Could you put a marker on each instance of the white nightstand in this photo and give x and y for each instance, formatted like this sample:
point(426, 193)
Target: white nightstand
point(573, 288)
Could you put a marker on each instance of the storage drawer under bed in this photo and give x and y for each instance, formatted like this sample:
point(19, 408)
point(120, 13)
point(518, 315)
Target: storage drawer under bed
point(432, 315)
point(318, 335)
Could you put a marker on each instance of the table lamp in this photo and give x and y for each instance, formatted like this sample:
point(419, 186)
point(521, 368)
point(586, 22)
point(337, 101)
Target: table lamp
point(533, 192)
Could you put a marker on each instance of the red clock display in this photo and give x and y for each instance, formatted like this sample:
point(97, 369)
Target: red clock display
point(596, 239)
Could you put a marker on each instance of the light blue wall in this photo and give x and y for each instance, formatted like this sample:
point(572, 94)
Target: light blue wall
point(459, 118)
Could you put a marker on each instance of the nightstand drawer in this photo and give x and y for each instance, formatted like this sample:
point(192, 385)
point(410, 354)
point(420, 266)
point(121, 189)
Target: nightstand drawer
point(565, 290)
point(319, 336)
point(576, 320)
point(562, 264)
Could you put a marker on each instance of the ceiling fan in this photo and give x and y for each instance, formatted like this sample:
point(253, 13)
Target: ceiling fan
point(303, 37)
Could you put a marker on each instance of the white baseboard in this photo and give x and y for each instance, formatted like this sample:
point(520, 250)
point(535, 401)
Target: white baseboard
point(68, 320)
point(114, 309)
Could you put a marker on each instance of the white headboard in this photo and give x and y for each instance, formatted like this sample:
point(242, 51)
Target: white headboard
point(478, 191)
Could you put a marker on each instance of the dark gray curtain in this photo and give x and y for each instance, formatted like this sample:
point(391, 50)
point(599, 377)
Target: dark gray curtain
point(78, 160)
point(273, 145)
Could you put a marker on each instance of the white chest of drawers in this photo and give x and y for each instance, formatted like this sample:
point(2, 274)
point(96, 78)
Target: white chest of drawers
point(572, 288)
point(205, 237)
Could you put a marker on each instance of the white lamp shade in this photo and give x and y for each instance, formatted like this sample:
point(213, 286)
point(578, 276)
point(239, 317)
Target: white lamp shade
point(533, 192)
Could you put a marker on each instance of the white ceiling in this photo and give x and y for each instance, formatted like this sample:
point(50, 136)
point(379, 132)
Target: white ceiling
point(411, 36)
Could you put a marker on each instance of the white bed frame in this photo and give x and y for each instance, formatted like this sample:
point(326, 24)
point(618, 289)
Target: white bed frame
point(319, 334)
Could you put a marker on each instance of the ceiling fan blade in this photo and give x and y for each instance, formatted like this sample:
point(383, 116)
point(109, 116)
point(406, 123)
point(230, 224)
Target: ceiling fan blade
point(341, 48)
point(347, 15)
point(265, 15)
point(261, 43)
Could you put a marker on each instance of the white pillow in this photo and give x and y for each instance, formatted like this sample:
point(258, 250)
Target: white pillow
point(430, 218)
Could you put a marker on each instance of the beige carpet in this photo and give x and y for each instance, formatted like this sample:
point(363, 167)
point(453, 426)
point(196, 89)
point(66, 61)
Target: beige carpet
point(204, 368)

*Problem to work on*
Render the material as a JSON list of strings, one string per line and blank lines omitted. Begin with the first line of the material and stop after the line that contains "point(273, 145)", including that line.

*Written answer*
[
  "Could you put a marker on each instance of the white nightstand in this photo and give x and y for each instance, formatted like this sample:",
  "point(426, 193)",
  "Target: white nightstand",
  "point(573, 288)",
  "Could you put a marker on each instance of the storage drawer under bed in this photo and give x and y for each instance, formatted like this sample:",
  "point(19, 408)",
  "point(120, 13)",
  "point(518, 315)",
  "Target: storage drawer under bed",
  "point(432, 315)",
  "point(318, 335)",
  "Could you put a marker on each instance of the table lamp in this photo and give x and y for each instance, formatted like this sample:",
  "point(419, 186)",
  "point(521, 368)",
  "point(586, 22)",
  "point(337, 101)",
  "Target: table lamp",
  "point(533, 192)",
  "Could you put a marker on each instance of the red clock display in this photo and give x and y for each instance, formatted like this sample:",
  "point(97, 369)",
  "Target: red clock display",
  "point(596, 239)",
  "Could you put a marker on each instance of the light blue wall in this photo and give x and y for each instance, formatted like this sample:",
  "point(572, 94)",
  "Target: light blue wall",
  "point(459, 118)",
  "Could you put a marker on each instance of the nightstand drawer in this photo and give x and y for each instance, formatted like this sample:",
  "point(192, 385)",
  "point(410, 354)",
  "point(420, 266)",
  "point(121, 189)",
  "Target: nightstand drawer",
  "point(565, 290)",
  "point(319, 336)",
  "point(576, 320)",
  "point(562, 264)",
  "Could you put a marker on each instance of the ceiling fan in this photo and give x and y for each instance, formatted like this sample:",
  "point(253, 13)",
  "Target: ceiling fan",
  "point(303, 37)",
  "Could you put a marker on each instance of the white baseboard in this photo and give x and y for each instance, formatted like this sample:",
  "point(520, 250)",
  "point(535, 401)",
  "Target: white baseboard",
  "point(68, 320)",
  "point(114, 309)",
  "Could you put a marker on each instance of the white headboard in this photo and give x and y for each instance, formatted like this sample:",
  "point(242, 51)",
  "Target: white headboard",
  "point(478, 191)",
  "Could you put a marker on each instance of the dark gray curtain in this photo and give x and y for each instance, formatted like this sample:",
  "point(391, 50)",
  "point(599, 377)",
  "Target: dark gray curtain",
  "point(78, 160)",
  "point(273, 145)"
]